MATERIAL SUPPLIED>
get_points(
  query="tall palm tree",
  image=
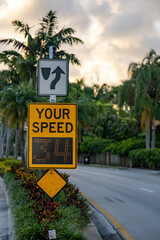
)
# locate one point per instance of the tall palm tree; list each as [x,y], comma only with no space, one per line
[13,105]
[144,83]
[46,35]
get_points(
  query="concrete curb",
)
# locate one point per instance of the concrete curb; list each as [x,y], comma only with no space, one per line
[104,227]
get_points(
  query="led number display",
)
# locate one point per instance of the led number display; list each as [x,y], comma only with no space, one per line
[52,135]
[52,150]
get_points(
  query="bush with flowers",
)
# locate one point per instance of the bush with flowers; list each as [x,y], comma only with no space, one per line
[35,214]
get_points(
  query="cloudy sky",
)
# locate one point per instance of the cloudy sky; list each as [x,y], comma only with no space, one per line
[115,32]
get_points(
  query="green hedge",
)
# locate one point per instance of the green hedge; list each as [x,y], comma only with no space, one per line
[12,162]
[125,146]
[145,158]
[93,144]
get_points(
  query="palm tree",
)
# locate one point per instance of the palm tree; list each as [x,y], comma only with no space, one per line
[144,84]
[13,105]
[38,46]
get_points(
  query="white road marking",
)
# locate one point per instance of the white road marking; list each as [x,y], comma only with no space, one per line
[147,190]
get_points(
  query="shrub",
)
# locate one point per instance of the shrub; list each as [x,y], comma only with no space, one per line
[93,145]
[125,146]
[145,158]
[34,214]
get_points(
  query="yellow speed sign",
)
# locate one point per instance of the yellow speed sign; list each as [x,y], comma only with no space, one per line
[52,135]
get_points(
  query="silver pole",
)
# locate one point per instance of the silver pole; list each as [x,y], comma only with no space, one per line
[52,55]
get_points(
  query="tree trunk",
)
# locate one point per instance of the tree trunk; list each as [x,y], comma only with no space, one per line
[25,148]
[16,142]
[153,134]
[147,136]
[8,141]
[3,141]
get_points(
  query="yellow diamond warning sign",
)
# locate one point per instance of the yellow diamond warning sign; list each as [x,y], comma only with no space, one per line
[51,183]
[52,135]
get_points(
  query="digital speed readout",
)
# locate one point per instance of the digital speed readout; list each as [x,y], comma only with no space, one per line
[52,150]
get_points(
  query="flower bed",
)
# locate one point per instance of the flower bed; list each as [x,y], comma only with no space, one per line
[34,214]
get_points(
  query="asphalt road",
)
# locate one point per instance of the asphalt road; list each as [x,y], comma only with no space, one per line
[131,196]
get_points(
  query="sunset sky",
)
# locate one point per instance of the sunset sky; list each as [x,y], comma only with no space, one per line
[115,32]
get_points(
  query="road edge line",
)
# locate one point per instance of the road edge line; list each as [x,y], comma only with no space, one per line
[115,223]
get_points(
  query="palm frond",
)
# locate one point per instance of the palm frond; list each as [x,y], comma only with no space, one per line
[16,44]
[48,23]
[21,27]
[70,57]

WHAT IS NEEDED>
Restate the data above word for word. Do not include the images.

PROBLEM SOLUTION>
get_points(
  query="tall palm tree",
  image=
)
# locate one point per instance of the tall palm tree; list each as [x,y], comma only with no space, one per line
[13,105]
[144,83]
[46,35]
get_points(
  query="concrete curb",
)
# locate one point per instance of the concrete curb; list each as [x,y], comma only with no space, one per line
[104,227]
get_points(
  query="led number display",
)
# locate one point per instance of the led number display; list each as [x,y], comma only with no space, one per line
[52,135]
[52,150]
get_points(
  query="bush with flowers",
)
# locate one point per instance of the bush with flowers; list each as [x,y], comma only with no space, one per line
[35,214]
get_points(
  query="cloudy sky",
)
# locate one point per instance of the cloudy sky; list each as [x,y], comma only with no space, one per line
[115,32]
get_points(
  query="green hedge",
)
# locate one point per instance of the green hedge; list each as [x,y], comma only with no space, one per line
[12,162]
[125,146]
[145,158]
[93,144]
get_points(
  query="palm tree",
)
# locate one point per instance of the palm tree; list each as [x,y], comma only with no space, one per line
[144,84]
[13,105]
[38,46]
get_points(
  query="white road marking",
)
# locate one point per instance of the white road marking; list each as [x,y], comma only with no space, one per line
[147,190]
get_points(
  query="shrub",
)
# locate one point per instance of the shrub; list each as [x,y], comma only with no space, one per line
[93,145]
[125,146]
[145,158]
[34,214]
get_points(
  query="yellow speed sign",
)
# locate one point per instance of the yellow speed sign; list each as [x,y], comma only with no space, one per line
[52,135]
get_points(
  query="silver pole",
)
# locate one point per instance of the silver pole; list each as [x,y], comma only with no space, one per line
[52,55]
get_points(
  query="tree trunk",
)
# locate one point per instance of the tree trunk; list each as [x,y], comma only with no space, one per line
[25,148]
[16,142]
[153,134]
[147,136]
[8,141]
[3,141]
get_points(
  query="yellow diamond warning sign",
)
# locate one point per instance of the yellow diamond warning sign; list each as [x,y], comma only with no space, one per line
[51,183]
[52,135]
get_points(
  query="digital speed readout",
)
# locate one point per instance of the digital speed readout; list each as [x,y], comma only with no space, one per line
[52,150]
get_points(
  query="flower bed",
)
# locate one point per instance of the flower bed; list each as [x,y], comma only with no space, one per line
[34,214]
get_points(
  query="asphalt road",
)
# locate one point per instance of the asphalt road; list each as [x,y], comma only with no space, one per line
[131,196]
get_points(
  query="sunset sky",
)
# locate one point per instance of the sunset sky; list each as [x,y], comma only with no space, one per line
[115,32]
get_points(
  query="road edge line",
)
# locate one point per instance of the road edge line; list each as [x,y], comma only with no space, one per line
[115,223]
get_points(
  query="palm frond",
)
# locate one point per instance of the palm frond; list each as [x,y], comma only with no space, one per line
[16,44]
[48,23]
[21,27]
[70,57]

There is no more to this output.